## WHAT NEEDS TO BE DONE
Rewrite all the records below, replacing "pixel coordinates" with "image coordinates" wherever it appears and leaving everything else unchanged.

____

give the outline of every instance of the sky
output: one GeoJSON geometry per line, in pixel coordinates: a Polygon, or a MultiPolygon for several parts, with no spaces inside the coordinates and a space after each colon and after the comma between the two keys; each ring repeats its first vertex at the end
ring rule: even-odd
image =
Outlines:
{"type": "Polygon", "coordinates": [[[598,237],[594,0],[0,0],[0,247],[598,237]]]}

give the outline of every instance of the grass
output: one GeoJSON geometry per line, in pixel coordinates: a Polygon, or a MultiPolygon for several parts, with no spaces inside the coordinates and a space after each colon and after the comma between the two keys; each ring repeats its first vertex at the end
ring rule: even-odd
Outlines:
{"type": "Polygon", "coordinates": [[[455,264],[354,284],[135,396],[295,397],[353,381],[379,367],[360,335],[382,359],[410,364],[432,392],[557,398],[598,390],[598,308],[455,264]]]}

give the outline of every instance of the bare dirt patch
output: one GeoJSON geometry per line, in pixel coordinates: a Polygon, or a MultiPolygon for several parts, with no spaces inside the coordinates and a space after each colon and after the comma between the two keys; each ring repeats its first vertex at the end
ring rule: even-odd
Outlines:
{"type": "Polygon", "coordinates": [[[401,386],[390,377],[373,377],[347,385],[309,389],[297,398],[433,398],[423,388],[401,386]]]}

____

## WRITTEN RESPONSE
give the outline of every instance of the sky
output: one GeoJSON geometry per line, in image coordinates: a Polygon, or a MultiPolygon for several parts, with no spaces inside the coordinates and a space after each colon and after the comma between the two keys; each ring repeats its first vertex at the end
ring rule: even-odd
image =
Outlines:
{"type": "Polygon", "coordinates": [[[598,237],[594,0],[0,0],[0,247],[598,237]]]}

give the outline of every instance of the grass
output: one GeoJSON geometry per line, in image coordinates: a Polygon, or a MultiPolygon for several parts, with no spaces inside the coordinates and a space after each colon and after the comma between the two keys; each ring repeats its first vertex at the end
ring rule: even-odd
Outlines:
{"type": "Polygon", "coordinates": [[[455,264],[354,284],[135,396],[295,397],[353,381],[379,367],[360,335],[382,359],[410,364],[432,392],[557,398],[598,390],[598,308],[455,264]]]}

give the outline of every instance of the bare dirt patch
output: one GeoJSON geometry per line, in image coordinates: a Polygon, or a MultiPolygon for several parts, with no spaces inside the coordinates and a space after each colon and after the comma between the two keys; each ring repeats its first vertex at the end
ring rule: even-odd
Outlines:
{"type": "Polygon", "coordinates": [[[401,386],[390,377],[373,377],[347,385],[309,389],[297,398],[433,398],[423,388],[401,386]]]}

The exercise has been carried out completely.